* _EXERCISE DESCRIPTION_: Rewrite all of these rows with "expected format" swapped for "required format" and everything else unchanged. Leave the pictures out.

* _RECORDS FOR THE TASK_:
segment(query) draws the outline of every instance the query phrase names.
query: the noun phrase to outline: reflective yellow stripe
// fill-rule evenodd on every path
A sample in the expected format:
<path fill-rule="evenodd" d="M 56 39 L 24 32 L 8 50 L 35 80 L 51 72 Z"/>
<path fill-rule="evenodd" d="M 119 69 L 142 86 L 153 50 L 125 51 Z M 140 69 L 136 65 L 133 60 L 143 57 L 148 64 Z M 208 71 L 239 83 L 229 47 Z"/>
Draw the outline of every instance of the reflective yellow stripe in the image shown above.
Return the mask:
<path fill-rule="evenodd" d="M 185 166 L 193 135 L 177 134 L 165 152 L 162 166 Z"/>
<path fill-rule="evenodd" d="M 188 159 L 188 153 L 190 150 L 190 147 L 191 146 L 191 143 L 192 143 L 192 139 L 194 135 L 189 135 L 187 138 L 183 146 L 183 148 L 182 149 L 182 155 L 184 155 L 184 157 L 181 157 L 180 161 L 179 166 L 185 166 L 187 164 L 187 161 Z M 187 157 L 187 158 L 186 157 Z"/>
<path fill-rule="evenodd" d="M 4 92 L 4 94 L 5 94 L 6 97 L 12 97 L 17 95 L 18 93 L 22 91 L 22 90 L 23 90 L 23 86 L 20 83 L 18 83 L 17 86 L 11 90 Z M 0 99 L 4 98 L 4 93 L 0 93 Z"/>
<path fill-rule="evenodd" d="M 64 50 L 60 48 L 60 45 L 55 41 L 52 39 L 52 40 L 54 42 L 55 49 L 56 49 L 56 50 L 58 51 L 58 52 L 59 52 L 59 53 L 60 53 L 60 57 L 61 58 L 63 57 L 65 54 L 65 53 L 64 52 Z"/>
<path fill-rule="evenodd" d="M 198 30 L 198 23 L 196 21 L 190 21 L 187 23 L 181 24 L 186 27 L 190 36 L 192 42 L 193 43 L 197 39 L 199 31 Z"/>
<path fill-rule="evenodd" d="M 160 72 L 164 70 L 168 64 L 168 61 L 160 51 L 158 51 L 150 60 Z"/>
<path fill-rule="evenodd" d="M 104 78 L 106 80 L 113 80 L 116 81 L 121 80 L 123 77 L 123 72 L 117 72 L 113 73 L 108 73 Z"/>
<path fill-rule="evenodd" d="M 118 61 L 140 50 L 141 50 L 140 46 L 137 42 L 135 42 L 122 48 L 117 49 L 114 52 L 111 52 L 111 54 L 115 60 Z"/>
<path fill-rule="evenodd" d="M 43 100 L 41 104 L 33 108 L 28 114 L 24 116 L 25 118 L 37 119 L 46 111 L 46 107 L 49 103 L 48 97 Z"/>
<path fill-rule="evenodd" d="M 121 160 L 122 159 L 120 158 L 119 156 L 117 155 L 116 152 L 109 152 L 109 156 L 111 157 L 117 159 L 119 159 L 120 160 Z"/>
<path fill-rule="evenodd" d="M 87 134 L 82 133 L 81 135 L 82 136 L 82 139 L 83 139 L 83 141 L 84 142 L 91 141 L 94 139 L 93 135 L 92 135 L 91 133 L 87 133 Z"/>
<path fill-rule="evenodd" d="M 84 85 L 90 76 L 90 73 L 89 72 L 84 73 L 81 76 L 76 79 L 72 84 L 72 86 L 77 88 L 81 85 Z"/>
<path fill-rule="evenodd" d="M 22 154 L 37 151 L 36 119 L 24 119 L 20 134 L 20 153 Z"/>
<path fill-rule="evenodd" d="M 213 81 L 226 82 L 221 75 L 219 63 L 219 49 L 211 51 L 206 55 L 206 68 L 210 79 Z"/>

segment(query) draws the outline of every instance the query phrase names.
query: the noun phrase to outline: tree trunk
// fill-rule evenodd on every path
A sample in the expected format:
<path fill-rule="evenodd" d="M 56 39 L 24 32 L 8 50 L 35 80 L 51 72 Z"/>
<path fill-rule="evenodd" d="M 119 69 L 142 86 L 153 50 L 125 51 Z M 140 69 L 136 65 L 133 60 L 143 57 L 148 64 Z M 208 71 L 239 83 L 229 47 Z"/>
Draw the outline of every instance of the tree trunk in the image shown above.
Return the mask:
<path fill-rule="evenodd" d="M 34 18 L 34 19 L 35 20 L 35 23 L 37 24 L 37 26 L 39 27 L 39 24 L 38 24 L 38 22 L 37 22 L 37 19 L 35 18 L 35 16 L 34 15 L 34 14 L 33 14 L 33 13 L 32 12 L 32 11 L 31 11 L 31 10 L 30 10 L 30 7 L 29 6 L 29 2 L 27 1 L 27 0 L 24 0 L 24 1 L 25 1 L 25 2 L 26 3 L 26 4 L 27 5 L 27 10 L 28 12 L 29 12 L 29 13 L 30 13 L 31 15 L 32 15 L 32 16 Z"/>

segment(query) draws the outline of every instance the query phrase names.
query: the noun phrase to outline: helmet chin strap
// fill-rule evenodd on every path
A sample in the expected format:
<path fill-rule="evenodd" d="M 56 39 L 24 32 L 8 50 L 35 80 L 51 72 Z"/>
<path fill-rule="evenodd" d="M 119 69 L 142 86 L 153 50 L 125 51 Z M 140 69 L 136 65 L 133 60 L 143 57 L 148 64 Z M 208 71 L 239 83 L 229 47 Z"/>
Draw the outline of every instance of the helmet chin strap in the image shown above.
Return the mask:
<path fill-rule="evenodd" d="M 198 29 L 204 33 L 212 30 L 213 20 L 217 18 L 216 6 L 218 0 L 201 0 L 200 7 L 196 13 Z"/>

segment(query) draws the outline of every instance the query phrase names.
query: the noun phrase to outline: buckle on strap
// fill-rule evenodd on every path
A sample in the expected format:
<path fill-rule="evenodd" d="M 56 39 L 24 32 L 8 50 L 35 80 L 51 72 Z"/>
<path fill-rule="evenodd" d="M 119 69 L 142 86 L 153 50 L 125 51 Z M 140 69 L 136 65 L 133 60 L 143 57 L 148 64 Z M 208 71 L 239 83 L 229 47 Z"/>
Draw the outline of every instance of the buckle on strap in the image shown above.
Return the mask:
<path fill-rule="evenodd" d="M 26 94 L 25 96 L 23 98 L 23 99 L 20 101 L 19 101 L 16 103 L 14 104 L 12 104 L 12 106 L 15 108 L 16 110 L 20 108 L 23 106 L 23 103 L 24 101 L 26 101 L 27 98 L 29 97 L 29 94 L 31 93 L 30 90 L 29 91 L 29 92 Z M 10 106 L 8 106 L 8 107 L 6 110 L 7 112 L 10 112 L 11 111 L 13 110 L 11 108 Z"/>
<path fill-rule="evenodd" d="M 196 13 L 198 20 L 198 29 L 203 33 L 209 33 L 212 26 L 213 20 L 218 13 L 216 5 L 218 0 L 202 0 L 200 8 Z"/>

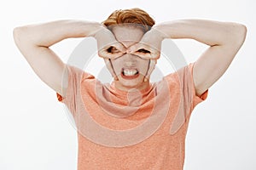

* _RESPONSE TO THIS EXERCISE_:
segment(query) draws the outline of every instance the query phrase names.
query: the noun phrase to outline: reflective yellow stripe
// fill-rule evenodd on every path
A sample in the required format:
<path fill-rule="evenodd" d="M 56 39 L 24 32 L 8 50 L 35 80 L 51 72 Z"/>
<path fill-rule="evenodd" d="M 119 69 L 142 86 L 153 50 L 125 51 Z M 140 69 L 136 65 L 133 60 L 143 57 L 148 64 Z M 208 71 L 239 83 L 229 47 Z"/>
Draw the outline of every instance of the reflective yellow stripe in the image shown above.
Return the mask:
<path fill-rule="evenodd" d="M 185 166 L 193 135 L 177 134 L 165 152 L 162 166 Z"/>
<path fill-rule="evenodd" d="M 188 159 L 188 153 L 190 150 L 190 147 L 191 146 L 191 143 L 192 143 L 192 139 L 194 135 L 189 135 L 187 138 L 183 146 L 183 148 L 182 149 L 182 155 L 184 155 L 184 157 L 181 157 L 180 161 L 179 166 L 185 166 L 187 164 L 187 161 Z M 187 157 L 187 158 L 186 157 Z"/>
<path fill-rule="evenodd" d="M 4 92 L 4 94 L 5 94 L 6 97 L 12 97 L 17 95 L 18 93 L 22 91 L 22 90 L 23 90 L 23 86 L 20 83 L 18 83 L 17 86 L 11 90 Z M 0 99 L 4 98 L 4 93 L 0 93 Z"/>
<path fill-rule="evenodd" d="M 64 50 L 60 48 L 60 45 L 55 41 L 52 39 L 52 40 L 54 42 L 55 49 L 56 49 L 56 50 L 58 51 L 58 52 L 59 52 L 59 53 L 60 53 L 60 57 L 61 58 L 63 57 L 65 54 L 65 53 L 64 52 Z"/>
<path fill-rule="evenodd" d="M 198 30 L 198 23 L 196 21 L 190 21 L 187 23 L 181 24 L 186 27 L 190 36 L 192 42 L 193 43 L 197 39 L 199 31 Z"/>
<path fill-rule="evenodd" d="M 160 72 L 164 70 L 168 64 L 168 61 L 160 51 L 158 51 L 150 60 Z"/>
<path fill-rule="evenodd" d="M 104 78 L 106 80 L 113 80 L 116 81 L 121 80 L 123 77 L 123 72 L 117 72 L 113 73 L 108 73 Z"/>
<path fill-rule="evenodd" d="M 118 61 L 140 50 L 141 50 L 140 46 L 137 42 L 135 42 L 122 48 L 117 49 L 114 52 L 111 52 L 111 54 L 115 60 Z"/>
<path fill-rule="evenodd" d="M 43 100 L 41 104 L 33 108 L 28 114 L 24 116 L 25 118 L 37 119 L 46 111 L 46 107 L 49 103 L 48 97 Z"/>
<path fill-rule="evenodd" d="M 121 160 L 122 159 L 120 158 L 119 156 L 117 155 L 116 152 L 109 152 L 109 156 L 111 157 L 117 159 L 119 159 L 120 160 Z"/>
<path fill-rule="evenodd" d="M 87 134 L 82 133 L 81 135 L 82 136 L 82 139 L 83 139 L 83 141 L 84 142 L 91 141 L 94 139 L 93 135 L 92 135 L 91 133 L 87 133 Z"/>
<path fill-rule="evenodd" d="M 84 85 L 90 76 L 90 73 L 89 72 L 84 73 L 81 76 L 76 79 L 72 84 L 72 86 L 77 88 L 81 85 Z"/>
<path fill-rule="evenodd" d="M 22 154 L 37 151 L 36 119 L 24 119 L 20 134 L 20 153 Z"/>
<path fill-rule="evenodd" d="M 213 81 L 226 82 L 221 75 L 219 63 L 219 49 L 211 51 L 206 55 L 206 68 L 210 79 Z"/>

segment(query) draws the outline of every instance the query phrase names.
query: the noun phrase to outline: tree trunk
// fill-rule evenodd on every path
A sample in the required format:
<path fill-rule="evenodd" d="M 56 39 L 24 32 L 8 50 L 35 80 L 51 72 Z"/>
<path fill-rule="evenodd" d="M 119 69 L 142 86 L 153 50 L 125 51 Z M 140 69 L 136 65 L 133 60 L 143 57 L 148 64 Z M 208 71 L 239 83 L 229 47 Z"/>
Draw the outline of every instance of the tree trunk in the image shown above.
Return the mask:
<path fill-rule="evenodd" d="M 34 18 L 34 19 L 35 20 L 35 23 L 37 24 L 37 26 L 39 27 L 39 24 L 38 24 L 38 22 L 37 22 L 37 19 L 35 18 L 35 16 L 34 15 L 34 14 L 33 14 L 33 13 L 32 12 L 32 11 L 31 11 L 31 10 L 30 10 L 30 7 L 29 6 L 29 2 L 27 1 L 27 0 L 24 0 L 24 1 L 25 1 L 25 2 L 26 3 L 26 4 L 27 5 L 27 10 L 28 12 L 29 12 L 29 13 L 30 13 L 31 15 L 32 15 L 32 16 Z"/>

segment(query) draws the outline of every instance the query phrase names.
query: the noun phrase to outline: helmet chin strap
// fill-rule evenodd on every path
A sample in the required format:
<path fill-rule="evenodd" d="M 56 39 L 24 32 L 8 50 L 35 80 L 51 72 Z"/>
<path fill-rule="evenodd" d="M 119 69 L 142 86 L 153 50 L 125 51 Z M 140 69 L 136 65 L 133 60 L 143 57 L 148 64 Z M 208 71 L 239 83 L 229 47 Z"/>
Draw the outline of every instance of the helmet chin strap in the image shown above.
Return the mask:
<path fill-rule="evenodd" d="M 198 29 L 204 33 L 212 30 L 213 20 L 217 18 L 216 6 L 218 0 L 201 0 L 200 7 L 196 13 Z"/>

segment(query) draws the outline of every instance the query phrase names.
query: the noun phrase to outline: buckle on strap
// fill-rule evenodd on every path
A sample in the required format:
<path fill-rule="evenodd" d="M 56 39 L 24 32 L 8 50 L 35 80 L 51 72 Z"/>
<path fill-rule="evenodd" d="M 119 69 L 142 86 L 153 50 L 125 51 Z M 140 69 L 136 65 L 133 60 L 143 57 L 148 64 Z M 208 71 L 239 83 L 229 47 Z"/>
Draw the outline of every instance of the buckle on strap in the image shown above.
Return the mask:
<path fill-rule="evenodd" d="M 26 94 L 25 96 L 23 98 L 23 99 L 20 101 L 19 101 L 16 103 L 14 104 L 12 104 L 12 106 L 15 108 L 16 110 L 20 108 L 23 106 L 23 103 L 24 101 L 26 101 L 27 98 L 29 97 L 29 94 L 31 93 L 30 90 L 29 91 L 29 92 Z M 10 106 L 8 106 L 8 107 L 6 110 L 7 112 L 10 112 L 11 111 L 13 110 L 11 108 Z"/>
<path fill-rule="evenodd" d="M 196 13 L 198 20 L 198 29 L 203 33 L 209 33 L 212 26 L 213 20 L 218 13 L 216 5 L 218 0 L 202 0 L 200 8 Z"/>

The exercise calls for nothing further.